Goals »
a) Answer these questions from the post about the TextIOWrapper encoding parameter, each on its own line:
(i) What example name does the post give for a codec that uses the BOM if one is present?
(ii) What call does TextIOWrapper make to avoid writing the BOM in the middle of a file?
(iii) What does the writer say they wrote?
b) According to the post about the TextIOWrapper encoding parameter, why does the writer dislike the codec approach? Answer in one to three sentences.

Reading text »
* Begin *

[Python-ideas] TextIOWrapper callable encoding parameter

Tue Jun 12 23:48:08 CEST 2012

> 1.  The most straight-forward way to handle this is to open
> the file twice, first in binary mode or with latin1 encoding
> and again in text mode after the encoding has been determined
> This of course has a performance cost since the data is read
> twice.  Further, it can't be used if the data source is a
> from a pipe, socket or other non-rewindable source.  This
> includes sys.stdin when it comes from a pipe.

Some months ago, I proposed to automatically detect if a file contains
a BOM and uses it to set the encoding. Various methods were proposed
but there was no real consensus. One proposition was to use a codec
(e.g. "bom") which uses the BOM if it is present, and so don't need to
reread the file twice.

For the pipe issue: it depends where the encoding specification is. If
the encoding is written at the end of your "file" (stream), you have
to store the whole stream content (few MB or maybe much more?) into
memory. If it is in the first lines, you have to store these lines in
a buffer. It's not easy to decide for the threshold.

I don't like the codec approach because the codec is disconnected from
the stream. For example, the codec doesn't know the current position
in stream nor can read a few more bytes forward or backward. If you
open the file in "append" mode, you are not writing at the beginning
but at the end of the file. You may also seek at an arbitrary position
before the first read...

There are also some special cases. For example, when a text file is
opened in write mode, the file is seekable and the file position is
not zero, TextIOWrapper calls encoder.setstate(0) to not write the BOM
in the middle of the file. (See also Lib/test/test_io.py for related
tests.)

> 2.  Alternatively, with a little more expertise, one can rewrap
> the open binary stream in a TextIOWrapper to avoid a second
> OS file open.

That's my favorite method because you have the full control on the
stream. (I wrote tokenize.open). But yes, it does not work on
non-seekable streams (e.g. pipes).

> This too seems to read the data twice and of course the
> seek(0) prevents this method also from being usable with
> pipes, sockets and other non-seekable sources.

Does it really matter? You usually need to read few bytes to get the encoding.

> 9. In other non-read paths where encoding needs to be known,
>  raise an error if it is still None.

Why not reading data until you the encoding is known instead?

> I have modified a copy the _pyio module as described and
> the changes required seemed unsurprising and relatively
> few, though I am sure there are subtleties and other
> considerations I am missing.  Hence this post seeking
> feedback...

Can you post the modified somewhere so I can play with it?

Victor

* End *

Listed entries »

* Begin *

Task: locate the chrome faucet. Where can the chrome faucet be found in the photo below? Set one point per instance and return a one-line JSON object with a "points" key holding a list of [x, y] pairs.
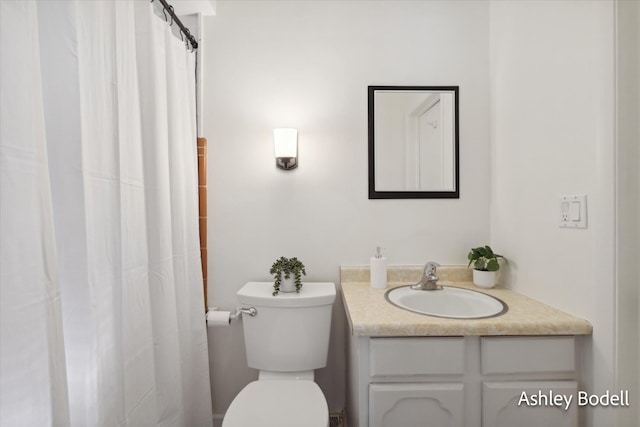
{"points": [[429, 279]]}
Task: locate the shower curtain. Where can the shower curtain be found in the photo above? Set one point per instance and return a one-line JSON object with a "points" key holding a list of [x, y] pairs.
{"points": [[102, 320]]}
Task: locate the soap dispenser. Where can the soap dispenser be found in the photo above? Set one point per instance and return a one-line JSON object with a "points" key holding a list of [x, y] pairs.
{"points": [[378, 271]]}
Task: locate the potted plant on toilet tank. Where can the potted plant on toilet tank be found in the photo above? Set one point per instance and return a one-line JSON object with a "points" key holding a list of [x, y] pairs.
{"points": [[287, 274], [485, 265]]}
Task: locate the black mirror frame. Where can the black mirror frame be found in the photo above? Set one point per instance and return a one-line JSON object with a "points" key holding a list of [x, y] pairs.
{"points": [[373, 194]]}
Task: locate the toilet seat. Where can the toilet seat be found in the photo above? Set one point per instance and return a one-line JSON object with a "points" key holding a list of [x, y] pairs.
{"points": [[278, 403]]}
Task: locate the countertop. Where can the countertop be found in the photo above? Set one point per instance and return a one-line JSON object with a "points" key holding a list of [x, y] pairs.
{"points": [[370, 314]]}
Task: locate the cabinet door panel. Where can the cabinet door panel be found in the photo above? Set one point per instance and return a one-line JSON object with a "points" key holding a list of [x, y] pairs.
{"points": [[503, 404], [416, 405], [416, 356], [512, 355]]}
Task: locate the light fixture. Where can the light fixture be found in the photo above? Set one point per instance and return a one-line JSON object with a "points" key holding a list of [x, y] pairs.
{"points": [[285, 143]]}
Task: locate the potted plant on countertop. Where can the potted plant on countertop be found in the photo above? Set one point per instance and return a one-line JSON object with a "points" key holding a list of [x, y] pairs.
{"points": [[287, 274], [485, 265]]}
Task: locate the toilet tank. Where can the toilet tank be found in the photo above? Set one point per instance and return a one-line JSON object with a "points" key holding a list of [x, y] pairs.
{"points": [[290, 331]]}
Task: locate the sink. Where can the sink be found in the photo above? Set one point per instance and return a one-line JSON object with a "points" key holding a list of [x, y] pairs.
{"points": [[451, 302]]}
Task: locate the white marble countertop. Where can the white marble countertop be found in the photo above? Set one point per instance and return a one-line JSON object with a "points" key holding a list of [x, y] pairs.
{"points": [[370, 314]]}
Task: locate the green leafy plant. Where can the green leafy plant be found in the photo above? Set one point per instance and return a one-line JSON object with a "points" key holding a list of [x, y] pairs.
{"points": [[287, 267], [484, 259]]}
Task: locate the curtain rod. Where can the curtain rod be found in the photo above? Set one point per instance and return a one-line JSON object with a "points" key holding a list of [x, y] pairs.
{"points": [[174, 19]]}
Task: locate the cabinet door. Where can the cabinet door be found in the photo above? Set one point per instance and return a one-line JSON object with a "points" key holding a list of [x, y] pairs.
{"points": [[415, 405], [529, 404]]}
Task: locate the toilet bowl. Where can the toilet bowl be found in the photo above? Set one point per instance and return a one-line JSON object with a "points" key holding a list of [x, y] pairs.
{"points": [[278, 403], [286, 340]]}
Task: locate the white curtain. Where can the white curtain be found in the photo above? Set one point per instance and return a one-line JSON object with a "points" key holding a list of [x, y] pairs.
{"points": [[102, 311]]}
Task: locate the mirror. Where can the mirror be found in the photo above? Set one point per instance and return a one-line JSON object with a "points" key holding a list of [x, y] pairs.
{"points": [[413, 142]]}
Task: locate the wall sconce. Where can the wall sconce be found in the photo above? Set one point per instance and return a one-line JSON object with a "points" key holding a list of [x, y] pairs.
{"points": [[285, 143]]}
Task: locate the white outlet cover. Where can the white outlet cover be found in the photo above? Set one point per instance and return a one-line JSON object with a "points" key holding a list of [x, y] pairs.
{"points": [[573, 211]]}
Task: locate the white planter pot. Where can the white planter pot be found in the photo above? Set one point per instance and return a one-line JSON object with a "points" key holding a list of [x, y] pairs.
{"points": [[484, 279], [287, 285]]}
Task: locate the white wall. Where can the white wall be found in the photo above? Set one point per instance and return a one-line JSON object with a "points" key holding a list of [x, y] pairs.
{"points": [[553, 134], [628, 203], [307, 64]]}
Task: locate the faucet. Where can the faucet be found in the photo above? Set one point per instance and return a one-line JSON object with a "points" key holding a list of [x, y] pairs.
{"points": [[429, 279]]}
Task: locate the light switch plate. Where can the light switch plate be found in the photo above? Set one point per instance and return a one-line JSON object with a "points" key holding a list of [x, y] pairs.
{"points": [[573, 211]]}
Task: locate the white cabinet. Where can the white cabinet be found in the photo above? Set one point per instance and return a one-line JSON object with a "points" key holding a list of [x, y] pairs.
{"points": [[504, 405], [394, 405], [462, 381]]}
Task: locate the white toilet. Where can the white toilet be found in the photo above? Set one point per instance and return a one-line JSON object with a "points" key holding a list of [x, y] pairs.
{"points": [[286, 340]]}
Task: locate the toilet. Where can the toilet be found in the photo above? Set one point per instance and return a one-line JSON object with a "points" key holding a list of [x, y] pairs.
{"points": [[286, 340]]}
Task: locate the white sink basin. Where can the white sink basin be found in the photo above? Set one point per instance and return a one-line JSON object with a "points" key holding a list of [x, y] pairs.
{"points": [[449, 302]]}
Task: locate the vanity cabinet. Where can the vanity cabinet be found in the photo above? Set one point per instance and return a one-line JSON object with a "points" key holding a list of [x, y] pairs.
{"points": [[463, 381]]}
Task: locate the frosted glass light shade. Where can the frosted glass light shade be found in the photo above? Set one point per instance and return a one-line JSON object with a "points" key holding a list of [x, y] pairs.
{"points": [[285, 143]]}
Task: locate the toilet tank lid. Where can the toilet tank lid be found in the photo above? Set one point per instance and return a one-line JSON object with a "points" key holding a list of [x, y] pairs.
{"points": [[311, 294]]}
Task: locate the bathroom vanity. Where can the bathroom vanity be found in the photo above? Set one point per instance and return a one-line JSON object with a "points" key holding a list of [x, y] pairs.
{"points": [[407, 369]]}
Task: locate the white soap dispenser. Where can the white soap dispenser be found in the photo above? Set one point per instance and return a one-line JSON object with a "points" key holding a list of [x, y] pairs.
{"points": [[378, 270]]}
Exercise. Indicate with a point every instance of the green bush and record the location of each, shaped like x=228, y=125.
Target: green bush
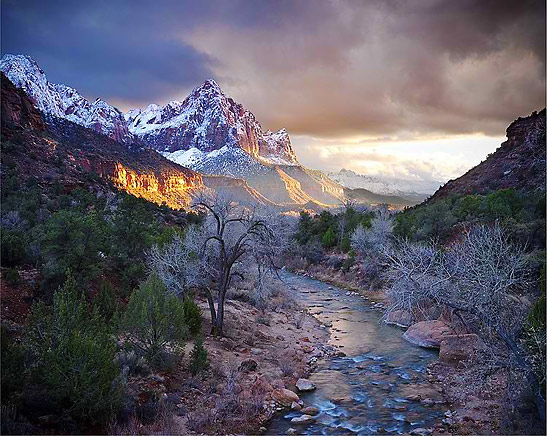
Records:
x=329, y=239
x=192, y=315
x=75, y=240
x=106, y=305
x=504, y=203
x=72, y=357
x=345, y=243
x=12, y=366
x=12, y=276
x=154, y=320
x=199, y=360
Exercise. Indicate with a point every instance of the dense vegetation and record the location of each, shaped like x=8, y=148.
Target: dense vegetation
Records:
x=521, y=215
x=477, y=253
x=88, y=248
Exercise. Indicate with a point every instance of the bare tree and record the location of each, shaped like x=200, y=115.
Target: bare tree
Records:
x=480, y=276
x=233, y=242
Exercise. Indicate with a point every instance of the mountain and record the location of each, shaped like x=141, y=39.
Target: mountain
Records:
x=211, y=133
x=54, y=150
x=519, y=163
x=208, y=120
x=208, y=133
x=360, y=195
x=62, y=101
x=410, y=189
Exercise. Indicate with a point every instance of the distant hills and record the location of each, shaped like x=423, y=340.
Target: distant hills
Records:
x=209, y=142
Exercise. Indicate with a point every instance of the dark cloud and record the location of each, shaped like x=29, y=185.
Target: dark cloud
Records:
x=112, y=50
x=322, y=68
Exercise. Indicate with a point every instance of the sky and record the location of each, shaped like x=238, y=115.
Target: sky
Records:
x=422, y=89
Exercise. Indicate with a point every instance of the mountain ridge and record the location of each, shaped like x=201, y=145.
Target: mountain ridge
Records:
x=518, y=163
x=63, y=101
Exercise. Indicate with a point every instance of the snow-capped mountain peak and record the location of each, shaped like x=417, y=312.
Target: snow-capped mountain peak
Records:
x=63, y=101
x=208, y=120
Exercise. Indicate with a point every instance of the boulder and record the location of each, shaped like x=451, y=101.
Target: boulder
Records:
x=421, y=431
x=310, y=410
x=304, y=419
x=427, y=334
x=304, y=384
x=248, y=365
x=285, y=397
x=400, y=318
x=455, y=348
x=295, y=406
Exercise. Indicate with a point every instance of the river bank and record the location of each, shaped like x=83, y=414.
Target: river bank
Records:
x=480, y=400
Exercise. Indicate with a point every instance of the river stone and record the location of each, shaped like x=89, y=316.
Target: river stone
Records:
x=304, y=419
x=305, y=385
x=421, y=431
x=248, y=365
x=295, y=406
x=310, y=410
x=284, y=397
x=427, y=334
x=455, y=348
x=400, y=318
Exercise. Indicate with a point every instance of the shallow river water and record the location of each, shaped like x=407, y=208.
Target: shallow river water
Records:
x=364, y=392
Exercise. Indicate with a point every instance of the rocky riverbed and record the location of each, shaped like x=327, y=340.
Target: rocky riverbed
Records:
x=375, y=383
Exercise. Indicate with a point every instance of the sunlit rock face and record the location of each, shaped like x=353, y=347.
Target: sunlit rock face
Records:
x=209, y=120
x=169, y=187
x=63, y=101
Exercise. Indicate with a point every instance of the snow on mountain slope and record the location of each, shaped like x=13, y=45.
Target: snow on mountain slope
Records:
x=208, y=120
x=385, y=185
x=63, y=101
x=281, y=184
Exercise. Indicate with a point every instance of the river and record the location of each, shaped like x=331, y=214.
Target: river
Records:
x=366, y=391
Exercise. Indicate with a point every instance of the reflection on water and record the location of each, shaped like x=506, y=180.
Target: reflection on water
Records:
x=364, y=392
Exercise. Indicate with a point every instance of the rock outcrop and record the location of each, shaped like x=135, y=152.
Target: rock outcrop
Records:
x=52, y=149
x=518, y=163
x=208, y=120
x=455, y=348
x=284, y=397
x=63, y=101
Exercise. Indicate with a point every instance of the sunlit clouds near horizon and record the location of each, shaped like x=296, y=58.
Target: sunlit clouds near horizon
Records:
x=419, y=89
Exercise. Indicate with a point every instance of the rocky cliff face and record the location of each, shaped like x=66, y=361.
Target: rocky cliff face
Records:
x=208, y=120
x=59, y=151
x=518, y=163
x=62, y=101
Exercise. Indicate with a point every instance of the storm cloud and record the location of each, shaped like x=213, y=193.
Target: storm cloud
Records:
x=321, y=69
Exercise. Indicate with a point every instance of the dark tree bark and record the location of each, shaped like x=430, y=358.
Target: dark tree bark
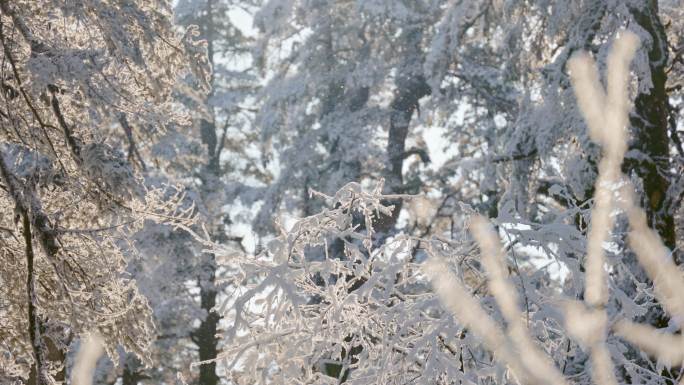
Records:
x=411, y=86
x=650, y=125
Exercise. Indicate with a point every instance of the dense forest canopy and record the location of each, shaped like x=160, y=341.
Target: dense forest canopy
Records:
x=336, y=191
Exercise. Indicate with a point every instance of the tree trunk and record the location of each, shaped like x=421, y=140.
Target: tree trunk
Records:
x=411, y=86
x=650, y=124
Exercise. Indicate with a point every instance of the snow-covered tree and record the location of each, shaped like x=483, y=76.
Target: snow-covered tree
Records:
x=86, y=86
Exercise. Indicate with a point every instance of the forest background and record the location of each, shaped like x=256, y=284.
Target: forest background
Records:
x=240, y=192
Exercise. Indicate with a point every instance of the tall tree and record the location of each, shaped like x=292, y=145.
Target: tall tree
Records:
x=80, y=83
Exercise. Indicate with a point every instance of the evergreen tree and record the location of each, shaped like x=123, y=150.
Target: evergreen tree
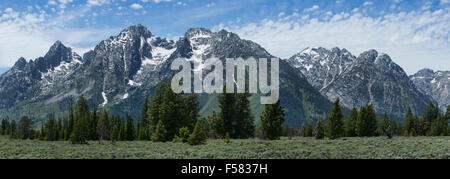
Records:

* End *

Answers by task »
a)
(i) "bom"
(ii) encoder.setstate(0)
(iii) tokenize.open

b) The writer dislikes it because the codec is disconnected from the stream. The codec does not know the current position in the stream and cannot read a few more bytes forward or backward. This matters because a file opened in append mode is written at the end, and a read may follow a seek to an arbitrary position.